Work instruction: In the forum post below about Assistants API latency, why does the team want to keep full file retrieval rather than give it up to cut the delay? Answer in one to three sentences.

Discussions

Ask a Question
Back to All

How to Reduce Initial Latency (8-9s) in Assistants API with File Retrieval while Maintaining Full Retrieval Functionality

We're building a virtual university advisor where maintaining accurate, knowledge-based responses is crucial. Our main goal is to keep the full retrieval functionality but significantly reduce the initial response latency.

Current Setup:

  1. OpenAI Assistant with:
    • Vector store (138 KB)
    • 4 JSON files with university program information
    • File retrieval for accurate Q&A responses
  2. HeyGen Streaming Avatar for response delivery

Current Behavior:

[0ms] Starting response generation
[1220ms] Stream started
[8904ms] First text chunk received  <- ~7.7s delay after stream start
[9424ms] First complete sentence

Critical Requirements:

  • MUST maintain full retrieval capabilities
  • MUST keep response accuracy from knowledge base
  • MUST continue using file-based knowledge system
  • Only want to optimize latency without compromising these features

Questions:

  1. How can we reduce this initial 7-8 second latency while keeping ALL retrieval functionality intact?

Raw data:

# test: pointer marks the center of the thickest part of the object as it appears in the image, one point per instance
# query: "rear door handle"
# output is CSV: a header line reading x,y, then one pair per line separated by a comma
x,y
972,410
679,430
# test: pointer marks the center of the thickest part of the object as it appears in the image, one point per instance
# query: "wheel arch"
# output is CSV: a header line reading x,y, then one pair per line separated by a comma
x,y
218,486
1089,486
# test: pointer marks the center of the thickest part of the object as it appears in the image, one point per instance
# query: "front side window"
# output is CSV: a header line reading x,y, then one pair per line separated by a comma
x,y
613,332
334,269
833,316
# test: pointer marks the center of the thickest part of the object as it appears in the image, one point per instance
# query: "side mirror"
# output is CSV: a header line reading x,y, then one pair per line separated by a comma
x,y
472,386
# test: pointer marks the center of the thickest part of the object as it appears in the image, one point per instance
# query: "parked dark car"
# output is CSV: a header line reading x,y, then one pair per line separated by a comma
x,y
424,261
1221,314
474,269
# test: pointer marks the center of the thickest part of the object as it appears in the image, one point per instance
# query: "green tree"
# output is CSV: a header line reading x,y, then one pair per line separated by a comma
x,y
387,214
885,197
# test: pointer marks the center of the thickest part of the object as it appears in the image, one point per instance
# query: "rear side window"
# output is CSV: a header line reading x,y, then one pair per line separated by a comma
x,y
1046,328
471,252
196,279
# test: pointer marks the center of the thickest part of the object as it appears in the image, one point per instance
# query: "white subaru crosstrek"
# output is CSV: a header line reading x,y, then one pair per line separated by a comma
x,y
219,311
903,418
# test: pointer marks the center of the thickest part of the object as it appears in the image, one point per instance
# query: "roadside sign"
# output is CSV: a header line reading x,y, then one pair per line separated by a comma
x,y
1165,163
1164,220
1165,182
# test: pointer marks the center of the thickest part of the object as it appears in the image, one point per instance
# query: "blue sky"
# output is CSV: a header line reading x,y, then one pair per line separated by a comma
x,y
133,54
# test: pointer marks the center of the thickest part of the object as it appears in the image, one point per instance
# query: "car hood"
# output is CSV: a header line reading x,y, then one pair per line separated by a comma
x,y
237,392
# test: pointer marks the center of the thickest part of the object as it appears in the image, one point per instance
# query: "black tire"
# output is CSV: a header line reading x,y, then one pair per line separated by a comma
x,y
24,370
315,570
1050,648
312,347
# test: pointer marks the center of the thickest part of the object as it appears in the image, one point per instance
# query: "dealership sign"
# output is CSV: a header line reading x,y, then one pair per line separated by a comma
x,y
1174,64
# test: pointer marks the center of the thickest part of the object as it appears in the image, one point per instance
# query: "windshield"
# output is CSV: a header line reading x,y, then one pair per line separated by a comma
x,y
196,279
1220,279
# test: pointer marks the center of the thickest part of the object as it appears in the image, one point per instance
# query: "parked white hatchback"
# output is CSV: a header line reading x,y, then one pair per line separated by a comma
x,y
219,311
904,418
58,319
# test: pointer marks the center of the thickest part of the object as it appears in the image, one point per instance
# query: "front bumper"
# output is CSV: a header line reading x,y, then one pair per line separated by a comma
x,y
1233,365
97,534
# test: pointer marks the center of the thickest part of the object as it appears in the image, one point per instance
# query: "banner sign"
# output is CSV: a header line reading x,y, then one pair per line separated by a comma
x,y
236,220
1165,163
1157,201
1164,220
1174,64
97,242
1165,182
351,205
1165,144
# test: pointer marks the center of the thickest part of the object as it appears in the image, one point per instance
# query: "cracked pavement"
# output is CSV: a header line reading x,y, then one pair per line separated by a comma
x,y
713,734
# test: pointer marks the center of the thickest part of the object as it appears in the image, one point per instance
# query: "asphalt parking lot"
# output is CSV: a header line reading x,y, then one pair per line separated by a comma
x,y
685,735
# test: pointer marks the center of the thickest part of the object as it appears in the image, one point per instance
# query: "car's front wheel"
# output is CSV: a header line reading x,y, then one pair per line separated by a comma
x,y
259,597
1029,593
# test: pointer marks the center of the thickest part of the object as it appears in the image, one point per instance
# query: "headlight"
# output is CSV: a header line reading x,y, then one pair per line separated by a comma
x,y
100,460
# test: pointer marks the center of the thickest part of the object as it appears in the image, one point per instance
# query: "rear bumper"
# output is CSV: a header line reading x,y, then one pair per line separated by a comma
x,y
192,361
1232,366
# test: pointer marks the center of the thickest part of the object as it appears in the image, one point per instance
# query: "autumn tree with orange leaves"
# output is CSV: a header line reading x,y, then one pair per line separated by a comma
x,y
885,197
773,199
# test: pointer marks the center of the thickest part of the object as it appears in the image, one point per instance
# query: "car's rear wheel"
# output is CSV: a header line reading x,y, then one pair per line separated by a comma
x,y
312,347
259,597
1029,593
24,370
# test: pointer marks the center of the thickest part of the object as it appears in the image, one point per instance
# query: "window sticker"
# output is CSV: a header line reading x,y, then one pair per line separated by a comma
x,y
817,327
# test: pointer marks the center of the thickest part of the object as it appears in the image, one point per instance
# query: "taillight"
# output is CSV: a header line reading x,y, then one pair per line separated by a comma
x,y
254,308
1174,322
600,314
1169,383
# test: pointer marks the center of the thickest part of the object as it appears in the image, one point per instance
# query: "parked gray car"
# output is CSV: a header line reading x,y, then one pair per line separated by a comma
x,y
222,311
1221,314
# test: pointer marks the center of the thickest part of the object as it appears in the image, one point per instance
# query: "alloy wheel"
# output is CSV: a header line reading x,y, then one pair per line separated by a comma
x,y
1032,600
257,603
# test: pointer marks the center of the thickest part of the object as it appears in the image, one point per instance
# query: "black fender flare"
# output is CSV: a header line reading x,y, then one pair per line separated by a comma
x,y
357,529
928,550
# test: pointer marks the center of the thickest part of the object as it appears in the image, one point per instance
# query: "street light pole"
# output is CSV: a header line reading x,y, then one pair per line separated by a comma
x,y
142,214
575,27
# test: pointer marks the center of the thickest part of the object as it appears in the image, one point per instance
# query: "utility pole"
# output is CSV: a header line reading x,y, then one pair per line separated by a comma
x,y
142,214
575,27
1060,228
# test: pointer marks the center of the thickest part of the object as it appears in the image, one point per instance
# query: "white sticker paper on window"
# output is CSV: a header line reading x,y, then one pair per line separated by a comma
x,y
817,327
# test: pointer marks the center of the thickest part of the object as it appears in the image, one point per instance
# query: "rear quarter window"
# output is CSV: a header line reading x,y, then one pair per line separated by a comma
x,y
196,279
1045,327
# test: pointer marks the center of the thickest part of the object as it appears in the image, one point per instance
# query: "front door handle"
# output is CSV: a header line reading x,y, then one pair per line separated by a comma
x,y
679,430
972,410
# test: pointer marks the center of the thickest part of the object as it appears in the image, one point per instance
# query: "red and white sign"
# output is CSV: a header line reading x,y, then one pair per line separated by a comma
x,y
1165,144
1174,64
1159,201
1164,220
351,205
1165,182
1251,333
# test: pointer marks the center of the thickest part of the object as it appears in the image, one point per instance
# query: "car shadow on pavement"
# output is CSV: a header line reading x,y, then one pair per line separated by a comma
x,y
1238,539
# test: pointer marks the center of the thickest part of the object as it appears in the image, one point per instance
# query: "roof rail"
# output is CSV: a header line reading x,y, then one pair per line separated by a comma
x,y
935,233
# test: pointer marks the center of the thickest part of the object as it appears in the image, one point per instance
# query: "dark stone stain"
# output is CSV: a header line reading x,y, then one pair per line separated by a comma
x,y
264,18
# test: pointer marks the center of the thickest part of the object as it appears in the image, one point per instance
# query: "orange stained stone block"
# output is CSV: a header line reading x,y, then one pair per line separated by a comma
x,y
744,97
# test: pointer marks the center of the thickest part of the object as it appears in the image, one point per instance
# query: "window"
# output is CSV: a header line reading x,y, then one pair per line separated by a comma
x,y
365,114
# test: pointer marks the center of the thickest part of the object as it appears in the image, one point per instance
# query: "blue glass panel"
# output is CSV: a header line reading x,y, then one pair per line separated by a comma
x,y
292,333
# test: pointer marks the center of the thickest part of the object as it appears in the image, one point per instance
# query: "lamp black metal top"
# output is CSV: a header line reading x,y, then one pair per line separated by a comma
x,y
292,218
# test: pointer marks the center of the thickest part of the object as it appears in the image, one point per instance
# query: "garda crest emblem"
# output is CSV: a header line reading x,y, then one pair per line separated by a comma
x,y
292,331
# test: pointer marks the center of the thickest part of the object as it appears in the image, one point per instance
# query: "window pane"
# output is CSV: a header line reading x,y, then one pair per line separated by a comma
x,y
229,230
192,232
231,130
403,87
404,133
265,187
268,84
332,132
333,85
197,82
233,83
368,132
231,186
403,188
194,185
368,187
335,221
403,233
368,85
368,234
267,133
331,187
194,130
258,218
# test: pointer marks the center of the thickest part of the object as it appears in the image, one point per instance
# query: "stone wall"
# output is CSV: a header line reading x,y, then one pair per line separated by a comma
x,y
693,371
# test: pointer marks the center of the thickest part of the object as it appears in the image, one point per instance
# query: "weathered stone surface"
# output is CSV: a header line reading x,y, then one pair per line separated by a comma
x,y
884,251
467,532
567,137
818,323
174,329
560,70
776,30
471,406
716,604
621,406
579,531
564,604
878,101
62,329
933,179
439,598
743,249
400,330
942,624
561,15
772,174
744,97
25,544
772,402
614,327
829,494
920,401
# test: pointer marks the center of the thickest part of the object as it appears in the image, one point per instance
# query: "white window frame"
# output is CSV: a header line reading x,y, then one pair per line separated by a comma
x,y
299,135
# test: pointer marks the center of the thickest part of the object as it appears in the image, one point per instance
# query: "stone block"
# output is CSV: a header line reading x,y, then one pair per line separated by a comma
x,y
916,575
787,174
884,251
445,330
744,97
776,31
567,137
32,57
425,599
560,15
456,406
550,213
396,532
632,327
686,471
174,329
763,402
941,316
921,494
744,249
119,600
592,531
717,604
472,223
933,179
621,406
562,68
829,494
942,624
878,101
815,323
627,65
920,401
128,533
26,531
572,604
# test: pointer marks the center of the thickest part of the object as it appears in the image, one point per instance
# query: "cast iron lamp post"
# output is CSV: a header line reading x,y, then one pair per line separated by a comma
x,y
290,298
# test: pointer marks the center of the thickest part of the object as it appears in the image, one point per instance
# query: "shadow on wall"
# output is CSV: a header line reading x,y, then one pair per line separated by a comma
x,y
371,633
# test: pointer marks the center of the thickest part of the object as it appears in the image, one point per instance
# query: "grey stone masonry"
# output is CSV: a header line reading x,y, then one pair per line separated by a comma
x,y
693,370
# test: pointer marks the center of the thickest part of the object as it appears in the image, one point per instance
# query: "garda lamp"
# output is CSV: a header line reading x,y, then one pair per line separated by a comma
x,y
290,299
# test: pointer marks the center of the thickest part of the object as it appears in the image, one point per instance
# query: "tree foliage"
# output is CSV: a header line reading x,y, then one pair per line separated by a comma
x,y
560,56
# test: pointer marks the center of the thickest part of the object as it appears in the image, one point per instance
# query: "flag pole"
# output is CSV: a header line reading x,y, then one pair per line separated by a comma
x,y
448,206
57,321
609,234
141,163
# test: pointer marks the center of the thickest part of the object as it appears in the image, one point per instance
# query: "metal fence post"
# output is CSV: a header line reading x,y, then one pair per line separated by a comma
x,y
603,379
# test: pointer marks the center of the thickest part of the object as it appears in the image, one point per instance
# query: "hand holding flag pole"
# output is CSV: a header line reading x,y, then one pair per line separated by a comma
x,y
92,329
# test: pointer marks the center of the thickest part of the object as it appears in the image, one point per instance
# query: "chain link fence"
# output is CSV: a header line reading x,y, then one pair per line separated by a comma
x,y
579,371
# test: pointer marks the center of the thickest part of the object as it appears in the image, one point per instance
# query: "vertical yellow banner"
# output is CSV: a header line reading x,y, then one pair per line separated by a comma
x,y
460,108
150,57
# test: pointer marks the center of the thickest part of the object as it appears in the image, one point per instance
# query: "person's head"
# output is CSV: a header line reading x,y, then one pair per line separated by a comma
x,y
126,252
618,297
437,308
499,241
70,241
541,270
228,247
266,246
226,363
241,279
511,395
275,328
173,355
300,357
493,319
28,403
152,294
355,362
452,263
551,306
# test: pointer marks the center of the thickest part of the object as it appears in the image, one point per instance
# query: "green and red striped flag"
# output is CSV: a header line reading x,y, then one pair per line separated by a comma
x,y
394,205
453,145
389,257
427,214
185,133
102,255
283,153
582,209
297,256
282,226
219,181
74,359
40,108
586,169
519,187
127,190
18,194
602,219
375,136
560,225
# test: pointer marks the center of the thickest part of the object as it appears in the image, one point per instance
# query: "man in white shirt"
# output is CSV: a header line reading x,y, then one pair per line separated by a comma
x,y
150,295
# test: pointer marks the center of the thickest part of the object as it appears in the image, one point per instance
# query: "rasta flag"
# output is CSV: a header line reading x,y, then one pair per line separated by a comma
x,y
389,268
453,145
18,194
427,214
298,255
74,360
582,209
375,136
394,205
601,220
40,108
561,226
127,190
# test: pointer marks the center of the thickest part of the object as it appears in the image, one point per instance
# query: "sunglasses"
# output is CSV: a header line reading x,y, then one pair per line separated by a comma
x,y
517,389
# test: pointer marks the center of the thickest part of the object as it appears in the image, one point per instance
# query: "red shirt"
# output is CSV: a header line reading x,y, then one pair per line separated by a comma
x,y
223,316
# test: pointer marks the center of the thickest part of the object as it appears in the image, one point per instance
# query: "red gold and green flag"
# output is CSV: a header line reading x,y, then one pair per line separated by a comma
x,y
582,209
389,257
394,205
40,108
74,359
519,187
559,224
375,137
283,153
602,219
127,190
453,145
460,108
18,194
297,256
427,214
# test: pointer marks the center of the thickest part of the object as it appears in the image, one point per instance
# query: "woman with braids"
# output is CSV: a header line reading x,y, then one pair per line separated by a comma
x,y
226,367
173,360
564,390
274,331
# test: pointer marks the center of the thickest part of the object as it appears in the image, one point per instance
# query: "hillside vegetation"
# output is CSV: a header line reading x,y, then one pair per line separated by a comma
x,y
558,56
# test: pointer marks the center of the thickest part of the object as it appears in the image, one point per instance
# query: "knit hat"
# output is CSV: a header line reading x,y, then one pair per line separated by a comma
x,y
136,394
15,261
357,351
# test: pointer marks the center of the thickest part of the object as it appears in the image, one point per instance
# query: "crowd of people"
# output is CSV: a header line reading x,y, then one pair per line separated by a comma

Response for this exercise: The team is building a virtual university advisor, and for it accurate, knowledge-based responses are crucial. File retrieval over their university program files is what gives those accurate Q&A responses. They therefore want to lower only the initial latency without weakening retrieval or accuracy.